● What the task asks
Pull out every line of the records below that contains the string "leaf", and copy each one unchanged.

### Material for this task ###

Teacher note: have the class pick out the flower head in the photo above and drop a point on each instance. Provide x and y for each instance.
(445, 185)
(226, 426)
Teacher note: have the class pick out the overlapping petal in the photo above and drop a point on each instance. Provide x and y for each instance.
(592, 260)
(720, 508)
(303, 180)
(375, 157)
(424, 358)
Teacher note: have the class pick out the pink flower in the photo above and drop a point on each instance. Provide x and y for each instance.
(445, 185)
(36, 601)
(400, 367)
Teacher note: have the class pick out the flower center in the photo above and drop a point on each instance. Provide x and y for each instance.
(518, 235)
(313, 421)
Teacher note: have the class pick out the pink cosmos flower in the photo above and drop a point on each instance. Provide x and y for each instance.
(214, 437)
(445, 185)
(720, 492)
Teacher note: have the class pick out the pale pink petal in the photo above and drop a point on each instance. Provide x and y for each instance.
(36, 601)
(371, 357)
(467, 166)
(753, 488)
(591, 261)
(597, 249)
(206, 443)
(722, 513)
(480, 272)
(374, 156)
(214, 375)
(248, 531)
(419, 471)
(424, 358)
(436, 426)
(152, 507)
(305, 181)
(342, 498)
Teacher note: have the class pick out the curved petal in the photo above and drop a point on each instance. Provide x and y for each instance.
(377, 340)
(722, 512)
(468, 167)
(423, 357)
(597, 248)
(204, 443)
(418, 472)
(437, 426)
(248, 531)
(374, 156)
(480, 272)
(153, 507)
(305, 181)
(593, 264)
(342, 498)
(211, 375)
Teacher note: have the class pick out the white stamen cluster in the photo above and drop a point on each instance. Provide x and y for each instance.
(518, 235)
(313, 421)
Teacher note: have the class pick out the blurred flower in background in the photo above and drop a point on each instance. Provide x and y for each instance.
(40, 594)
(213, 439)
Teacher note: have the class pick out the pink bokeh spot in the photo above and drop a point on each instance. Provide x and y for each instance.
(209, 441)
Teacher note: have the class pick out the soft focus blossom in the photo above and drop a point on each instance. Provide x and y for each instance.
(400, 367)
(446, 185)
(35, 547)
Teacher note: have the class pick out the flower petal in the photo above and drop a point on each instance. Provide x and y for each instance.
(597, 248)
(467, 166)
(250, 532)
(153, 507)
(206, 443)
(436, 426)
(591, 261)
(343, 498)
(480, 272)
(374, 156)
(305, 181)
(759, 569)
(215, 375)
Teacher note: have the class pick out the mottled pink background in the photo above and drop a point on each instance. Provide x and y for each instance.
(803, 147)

###
### Material for this task ###

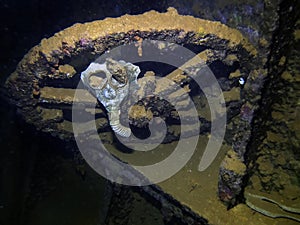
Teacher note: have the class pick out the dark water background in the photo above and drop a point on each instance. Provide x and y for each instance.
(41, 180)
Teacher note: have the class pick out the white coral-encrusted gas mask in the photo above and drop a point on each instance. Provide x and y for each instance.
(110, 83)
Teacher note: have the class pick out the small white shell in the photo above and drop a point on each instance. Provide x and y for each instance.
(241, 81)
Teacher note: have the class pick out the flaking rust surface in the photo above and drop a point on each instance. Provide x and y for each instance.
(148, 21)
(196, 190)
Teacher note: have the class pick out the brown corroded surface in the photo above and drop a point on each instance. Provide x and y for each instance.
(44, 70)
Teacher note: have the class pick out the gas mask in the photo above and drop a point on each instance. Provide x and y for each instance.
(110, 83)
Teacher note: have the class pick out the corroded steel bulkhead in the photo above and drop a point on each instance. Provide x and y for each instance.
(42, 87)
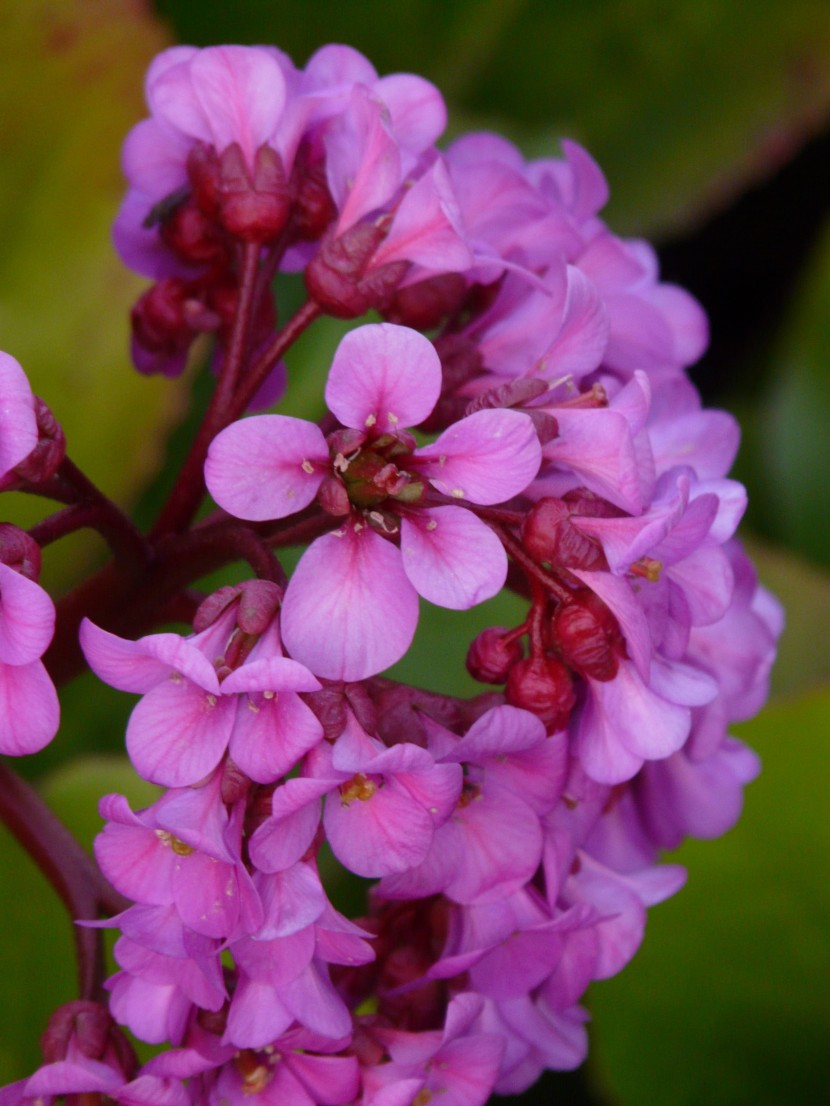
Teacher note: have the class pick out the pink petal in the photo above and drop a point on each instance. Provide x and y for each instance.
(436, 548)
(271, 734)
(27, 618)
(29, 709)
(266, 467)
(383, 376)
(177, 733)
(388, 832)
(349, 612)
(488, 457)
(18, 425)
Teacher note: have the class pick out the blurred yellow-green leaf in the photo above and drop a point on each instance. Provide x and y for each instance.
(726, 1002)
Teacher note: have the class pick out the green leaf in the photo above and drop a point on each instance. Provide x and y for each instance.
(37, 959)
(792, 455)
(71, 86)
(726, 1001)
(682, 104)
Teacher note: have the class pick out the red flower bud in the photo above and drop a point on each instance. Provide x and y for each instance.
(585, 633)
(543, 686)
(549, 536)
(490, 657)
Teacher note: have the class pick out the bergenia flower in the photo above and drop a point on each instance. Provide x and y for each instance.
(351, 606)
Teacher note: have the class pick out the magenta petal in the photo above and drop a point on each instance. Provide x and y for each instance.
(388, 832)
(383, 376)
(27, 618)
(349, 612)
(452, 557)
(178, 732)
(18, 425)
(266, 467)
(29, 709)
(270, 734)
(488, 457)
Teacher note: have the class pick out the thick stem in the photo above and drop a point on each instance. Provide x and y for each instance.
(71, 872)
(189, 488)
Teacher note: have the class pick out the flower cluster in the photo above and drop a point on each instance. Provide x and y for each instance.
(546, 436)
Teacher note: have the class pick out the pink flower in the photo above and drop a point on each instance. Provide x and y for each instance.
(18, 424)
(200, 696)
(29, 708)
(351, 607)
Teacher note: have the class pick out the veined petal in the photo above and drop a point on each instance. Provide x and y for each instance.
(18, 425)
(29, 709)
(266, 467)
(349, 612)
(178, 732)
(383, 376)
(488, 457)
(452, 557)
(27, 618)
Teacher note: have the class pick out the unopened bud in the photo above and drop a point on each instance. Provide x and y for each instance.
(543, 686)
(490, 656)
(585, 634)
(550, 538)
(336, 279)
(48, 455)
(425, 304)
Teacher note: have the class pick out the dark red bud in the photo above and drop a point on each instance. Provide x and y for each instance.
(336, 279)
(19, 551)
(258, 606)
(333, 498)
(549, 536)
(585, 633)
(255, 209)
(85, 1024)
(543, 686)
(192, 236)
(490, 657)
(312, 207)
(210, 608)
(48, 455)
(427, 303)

###

● Solution
Teacher note: have the class pick out the blurred yellow-green leaf in the photo above and drop a point on each instance. Provide x and y for each instance.
Teacher note: have the class pick out the green leaf in the photo above and drop a point on each instance. Provide x and y for each instance.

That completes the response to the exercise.